Exactly as given, transcribe each entry that follows.

....

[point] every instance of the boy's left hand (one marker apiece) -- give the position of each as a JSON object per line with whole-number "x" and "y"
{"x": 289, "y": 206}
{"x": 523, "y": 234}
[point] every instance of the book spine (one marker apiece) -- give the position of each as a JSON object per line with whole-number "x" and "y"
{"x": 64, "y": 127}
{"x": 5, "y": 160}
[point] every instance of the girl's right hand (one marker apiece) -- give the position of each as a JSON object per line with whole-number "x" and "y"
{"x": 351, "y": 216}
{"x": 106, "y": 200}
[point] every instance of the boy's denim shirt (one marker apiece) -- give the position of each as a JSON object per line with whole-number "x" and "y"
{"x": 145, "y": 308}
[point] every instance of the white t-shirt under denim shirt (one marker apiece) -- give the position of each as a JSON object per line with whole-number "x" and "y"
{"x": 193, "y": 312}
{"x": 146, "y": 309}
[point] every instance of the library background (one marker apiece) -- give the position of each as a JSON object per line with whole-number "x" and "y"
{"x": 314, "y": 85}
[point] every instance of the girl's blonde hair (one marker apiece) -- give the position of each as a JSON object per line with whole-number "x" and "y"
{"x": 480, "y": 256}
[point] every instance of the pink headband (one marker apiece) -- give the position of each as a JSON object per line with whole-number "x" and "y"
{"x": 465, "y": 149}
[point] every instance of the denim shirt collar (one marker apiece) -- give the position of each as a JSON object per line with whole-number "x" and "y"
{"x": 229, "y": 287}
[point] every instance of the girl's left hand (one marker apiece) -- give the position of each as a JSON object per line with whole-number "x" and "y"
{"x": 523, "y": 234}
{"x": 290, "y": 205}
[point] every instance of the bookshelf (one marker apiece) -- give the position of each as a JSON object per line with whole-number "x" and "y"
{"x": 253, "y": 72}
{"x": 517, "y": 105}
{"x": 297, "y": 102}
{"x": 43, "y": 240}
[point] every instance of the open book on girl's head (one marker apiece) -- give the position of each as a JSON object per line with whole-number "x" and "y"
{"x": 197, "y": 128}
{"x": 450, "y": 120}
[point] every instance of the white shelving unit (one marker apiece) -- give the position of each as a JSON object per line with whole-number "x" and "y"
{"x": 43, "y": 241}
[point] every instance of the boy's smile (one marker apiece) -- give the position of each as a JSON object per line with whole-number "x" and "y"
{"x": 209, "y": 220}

....

**Output below**
[point] every instance of the boy's left hand (one marker apiece) -- give the position of each as a JSON object per line with whole-number "x" and "y"
{"x": 289, "y": 206}
{"x": 523, "y": 234}
[point] every instance of the book spine (one marker apiece) -- give the position of each as a JSON object per line with whole-number "x" and "y"
{"x": 64, "y": 127}
{"x": 5, "y": 160}
[point] every instance of the girl's right hand (one marker apiece) -- give the position of each as a JSON object per line with whole-number "x" and "y"
{"x": 351, "y": 216}
{"x": 106, "y": 200}
[point] every instance of the boy's denim shirt (one marker apiece) -- give the position of each as a JSON object per line with whole-number "x" and "y"
{"x": 145, "y": 308}
[point] every instance of the white t-shirt under denim shirt (one marker apiece) -- give the position of each as a JSON object per line with whole-number "x" and "y"
{"x": 193, "y": 312}
{"x": 146, "y": 309}
[point] every instance of the library background (one marker apiece) -- give the position of each as a JSON object per line with whole-number "x" and "y"
{"x": 314, "y": 85}
[point] every instance of the girl's blonde hair (one marker apiece) -- give the position of each as a JSON object per line with whole-number "x" and "y"
{"x": 480, "y": 256}
[point] every instance of the pink headband (one marker apiece) -- give the position of each as a JSON object per line with whole-number "x" and "y"
{"x": 465, "y": 149}
[point] every instance of the denim shirt collar (one marker apiece) -- give the position of each as a JSON object per line with whole-number "x" and "y"
{"x": 229, "y": 287}
[point] every instance of the girl's left hand (one marker apiece) -- give the position of each as a JSON object per line with whole-number "x" and "y"
{"x": 523, "y": 234}
{"x": 290, "y": 205}
[point] every instance of the bookshelf (one marker apiece) -- give the position of each as a JSON object per line with whole-number "x" and "y"
{"x": 253, "y": 72}
{"x": 517, "y": 105}
{"x": 297, "y": 102}
{"x": 43, "y": 240}
[point] every instance of the open book on girl's head (one marker apiece) -- give the position of each as a JSON object per line with whole-number "x" and "y"
{"x": 197, "y": 128}
{"x": 450, "y": 120}
[point] every instance of the white shelving unit (one marker apiece) -- give the position of each as a JSON object per line with whole-number "x" and "y"
{"x": 43, "y": 241}
[point] every instance of the boy's smile (one marker apiece) -- give the position of each as a JSON object per line with whole-number "x" and "y"
{"x": 209, "y": 220}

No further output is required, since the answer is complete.